QUELLENAUSZUG:
------------------------------------------------------------------------

Im Bereich des Ovars stellt das wissenschaftliche Poster „Derivation of human ovarian organoids from cryopreserved cortex tissue: a step forward in reproductive bioengineering“ die Herstellung menschlicher ovarieller Organoide aus kryokonserviertem Ovarialgewebe vor. Dieses wurde von Patientinnen mit nicht-gynäkologischen Krebserkrankungen gespendet, die vor ihrer Behandlung ihre Fruchtbarkeit erhalten hatten, sich jedoch später gegen eine Nutzung des Gewebes entschieden.
Da diese Organoide Form und Funktion des menschlichen Ovars nachbilden, eröffnet diese Studie vielversprechende Anwendungsmöglichkeiten im Hinblick auf die Erhaltung und Wiederherstellung der Fertilität bei Frauen mit vorausgegangenen Ovarialschäden – etwa infolge einer onkologischen Therapie.
Die Entwicklung solcher Organoide bedeutet nicht nur einen bedeutenden Schritt in der Reproduktionsforschung, sondern treibt auch Innovationen im Bereich regenerativer Therapien und personalisierter Medizin bei weiblicher Unfruchtbarkeit voran. Dr. Cervelló erklärt: „Dieser Fortschritt stellt einen entscheidenden Meilenstein in der ovariellen Bioingenieurwissenschaft dar. Aus gesunden, aus kryokonservierter menschlicher Ovarialrinde gewonnenen Epithel-Organoiden könnten funktionelle ovariale Modelle entwickelt werden, um die Ovarphysiologie zu erforschen, die Toxizität von Medikamenten zu testen und individualisierte Therapien für viele betroffene Frauen zu entwickeln.“
Uterusregeneration durch hybride Hydrogele aus extrazellulärer Matrix
Im Bereich des Endometriums stellt die mündliche Präsentation „Human endometrial organoids and hybrid extracellular matrix hydrogels: a novel bioengineering strategy for uterine regeneration in preclinical models“ eine innovative Kombination aus endometrialen Organoiden und hybriden Hydrogelen aus extrazellulärer Matrix vor. Diese soll die Regeneration von Uterusgewebe in präklinischen Modellen ermöglichen. Die Ergebnisse eröffnen neue Behandlungsmöglichkeiten für Erkrankungen wie das Asherman-Syndrom, ein dünnes Endometrium oder Endometriumatrophie. „Das Endometrium – die innere Schicht der Gebärmutter – spielt eine entscheidende Rolle im Fruchtbarkeitsprozess. Es baut sich in jedem Zyklus auf und differenziert sich, um die Einnistung des Embryos und eine Schwangerschaft zu ermöglichen“, erläutert Dr. Cervelló.

------------------------------------------------------------------------

DATENAUSZÜGE:

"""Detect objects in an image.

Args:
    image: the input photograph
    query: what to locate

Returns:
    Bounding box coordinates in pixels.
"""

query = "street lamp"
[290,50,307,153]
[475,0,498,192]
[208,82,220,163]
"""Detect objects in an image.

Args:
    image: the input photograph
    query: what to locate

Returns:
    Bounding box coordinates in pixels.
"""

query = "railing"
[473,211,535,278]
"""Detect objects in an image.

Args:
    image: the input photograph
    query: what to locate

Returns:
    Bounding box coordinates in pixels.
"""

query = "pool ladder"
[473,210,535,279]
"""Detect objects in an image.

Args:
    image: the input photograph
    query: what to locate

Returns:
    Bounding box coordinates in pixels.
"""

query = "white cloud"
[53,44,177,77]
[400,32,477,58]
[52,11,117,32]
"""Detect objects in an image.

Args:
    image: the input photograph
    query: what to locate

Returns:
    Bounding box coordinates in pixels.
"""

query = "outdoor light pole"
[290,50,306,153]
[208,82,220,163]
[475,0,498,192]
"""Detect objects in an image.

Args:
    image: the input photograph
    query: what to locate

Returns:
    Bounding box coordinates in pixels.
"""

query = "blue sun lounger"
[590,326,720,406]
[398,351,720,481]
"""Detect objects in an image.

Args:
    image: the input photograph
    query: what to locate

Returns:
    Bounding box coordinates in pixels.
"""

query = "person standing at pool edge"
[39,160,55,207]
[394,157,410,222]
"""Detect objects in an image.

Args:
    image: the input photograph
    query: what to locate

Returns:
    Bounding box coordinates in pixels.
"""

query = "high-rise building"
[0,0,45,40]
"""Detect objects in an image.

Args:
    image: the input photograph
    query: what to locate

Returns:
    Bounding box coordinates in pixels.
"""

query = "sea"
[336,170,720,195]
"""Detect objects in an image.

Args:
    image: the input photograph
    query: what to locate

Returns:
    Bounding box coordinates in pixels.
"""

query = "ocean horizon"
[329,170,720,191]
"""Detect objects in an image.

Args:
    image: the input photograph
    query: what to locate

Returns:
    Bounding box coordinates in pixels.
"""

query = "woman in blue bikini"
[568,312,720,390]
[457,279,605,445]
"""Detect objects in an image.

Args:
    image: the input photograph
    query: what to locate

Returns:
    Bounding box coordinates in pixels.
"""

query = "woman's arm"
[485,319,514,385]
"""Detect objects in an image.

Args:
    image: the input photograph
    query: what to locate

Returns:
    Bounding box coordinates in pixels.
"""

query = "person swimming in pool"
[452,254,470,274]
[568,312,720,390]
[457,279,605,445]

------------------------------------------------------------------------

AUFGABEN:
[1] Von welchen Patientinnen stammte laut dem Text zu Organoiden in der Reproduktionsmedizin das verwendete Ovarialgewebe?
[2] Führen Sie den Text zu Organoiden in der Reproduktionsmedizin im Anschluss an seinen letzten Satz weiter.

LÖSUNGEN:
[1] Von Patientinnen mit nicht-gynäkologischen Krebserkrankungen, die vor ihrer Behandlung ihre Fruchtbarkeit erhalten hatten, sich später jedoch gegen eine Nutzung des Gewebes entschieden.

[2]
Zu diesem Zweck wurde ein Hydrogel entwickelt, das aus de-zellularisiertem Schweine-Endometriumgewebe und PuraMatrix besteht. Die Organoide wurden in dieses Hydrogel eingebettet und in geschädigte Uteri von Mäusen injiziert. Anschließend analysierten die Forscher die Endometriumstruktur, die Regeneration von Drüsen, die Gefäßbildung, die Fibrose sowie verschiedene molekulare Marker.
Die Ergebnisse zeigten: eine stärkere Endometriumschicht, eine höhere Anzahl an Drüsen mit Ähnlichkeit zum gesunden Gewebe, eine vermehrte Gefäßbildung, eine geringere Fibrose im Vergleich zu zellfreien Kontrollgruppen sowie eine signifikante Reduktion des zellulären Zelltods durch oxidativen Stress. Auf molekularer Ebene ähnelte das behandelte Gewebe dem gesunden Endometrium hinsichtlich der Genexpression, einschließlich einer Aktivierung regenerativer Signalwege und einer Reduktion fibröser Prozesse.
„Unsere Erfahrung zeigt, dass die Kombination aus humanen Organoiden und einem hybriden Hydrogel eine effektive Regeneration des Endometriums in Modellen mit schweren Gewebeschäden bewirkt – sowohl auf struktureller als auch molekularer Ebene. Diese bioingenieurtechnische Strategie bietet ein wirkungsvolles Modell zur Reparatur geschädigter Uterusgewebe und zur Wiederherstellung ihrer Funktion bei häufigen Ursachen weiblicher Unfruchtbarkeit. Das ist sehr vielversprechend“, so das Fazit der Expertin.